═══ Listed records

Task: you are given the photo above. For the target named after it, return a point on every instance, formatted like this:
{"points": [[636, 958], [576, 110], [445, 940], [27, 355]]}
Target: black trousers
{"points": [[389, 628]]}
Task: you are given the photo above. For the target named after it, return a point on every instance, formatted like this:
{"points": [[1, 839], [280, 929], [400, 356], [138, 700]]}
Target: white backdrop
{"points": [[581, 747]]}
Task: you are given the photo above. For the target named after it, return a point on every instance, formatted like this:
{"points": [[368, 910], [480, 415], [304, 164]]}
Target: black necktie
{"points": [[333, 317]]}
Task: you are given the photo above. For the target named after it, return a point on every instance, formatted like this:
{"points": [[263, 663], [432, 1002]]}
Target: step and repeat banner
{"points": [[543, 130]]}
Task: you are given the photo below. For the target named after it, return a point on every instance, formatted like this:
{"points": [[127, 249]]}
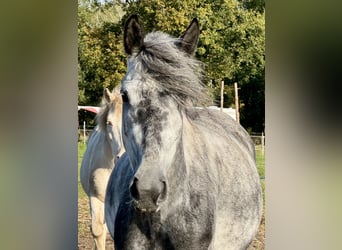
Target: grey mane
{"points": [[177, 74]]}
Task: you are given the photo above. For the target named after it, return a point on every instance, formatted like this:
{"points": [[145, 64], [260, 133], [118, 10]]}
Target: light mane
{"points": [[101, 117], [176, 73]]}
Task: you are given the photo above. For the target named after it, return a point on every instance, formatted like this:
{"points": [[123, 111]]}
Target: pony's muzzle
{"points": [[148, 196]]}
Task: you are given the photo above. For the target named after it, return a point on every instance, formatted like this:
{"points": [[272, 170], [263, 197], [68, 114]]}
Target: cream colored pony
{"points": [[104, 148]]}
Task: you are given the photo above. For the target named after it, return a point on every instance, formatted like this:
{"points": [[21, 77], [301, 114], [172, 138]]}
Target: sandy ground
{"points": [[85, 241]]}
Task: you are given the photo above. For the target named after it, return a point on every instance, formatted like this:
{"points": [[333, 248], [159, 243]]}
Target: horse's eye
{"points": [[124, 96]]}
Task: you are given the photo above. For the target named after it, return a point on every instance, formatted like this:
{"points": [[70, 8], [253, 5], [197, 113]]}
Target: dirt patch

══════

→ What to produce
Make an exact copy of the listing above. Do not include the pictures.

→ Answer to the task
Task: you are given the photo above. For the target named after it, return a point on every instance, formatted like this:
{"points": [[636, 958], [576, 110], [445, 940], [27, 355]]}
Target: black trousers
{"points": [[389, 628]]}
Task: you are given the photo above. For the target named after it, return a point on every instance, formatted like this:
{"points": [[1, 839], [280, 929], [400, 356], [138, 700]]}
Target: white backdrop
{"points": [[581, 747]]}
Task: you are given the photo above. For the target named after it, return a point on every instance, formatted like this:
{"points": [[368, 910], [480, 415], [304, 164]]}
Target: black necktie
{"points": [[333, 317]]}
Task: you are given the photo above. For the target named after it, return a point on every instance, formatted like this:
{"points": [[263, 663], [432, 1002]]}
Target: step and repeat banner
{"points": [[543, 130]]}
Task: you are given the photo below. For the target named after it, return a point on every instance, formatted like this:
{"points": [[127, 249]]}
Target: grey mane
{"points": [[177, 74]]}
Task: you are given the photo above. For the target named after it, return a point on every instance, formatted like this:
{"points": [[145, 64], [260, 133], [118, 10]]}
Target: light mane
{"points": [[101, 117], [176, 73]]}
Task: you are given the photo above. For the target named after it, return a point on every instance, formatted like this:
{"points": [[123, 111]]}
Target: pony's muzzle
{"points": [[148, 196]]}
Task: you are given the photo above. For the target named after it, return a point on every instance, formatted like this:
{"points": [[272, 170], [263, 197], [68, 114]]}
Target: cream colored pony
{"points": [[104, 148]]}
Task: you are given the photo above. For the target named after it, return a point on every instance, formatted like this:
{"points": [[21, 77], [301, 114], [172, 138]]}
Target: sandy ground
{"points": [[85, 241]]}
Task: you are given the photo above. For the target named after it, return a point on every instance, formatted like this:
{"points": [[333, 248], [159, 243]]}
Target: horse's eye
{"points": [[124, 96]]}
Task: you are given the photo above. For the target named after it, return a point on every instance, formatted like this:
{"points": [[70, 8], [253, 5], [197, 113]]}
Target: dirt patch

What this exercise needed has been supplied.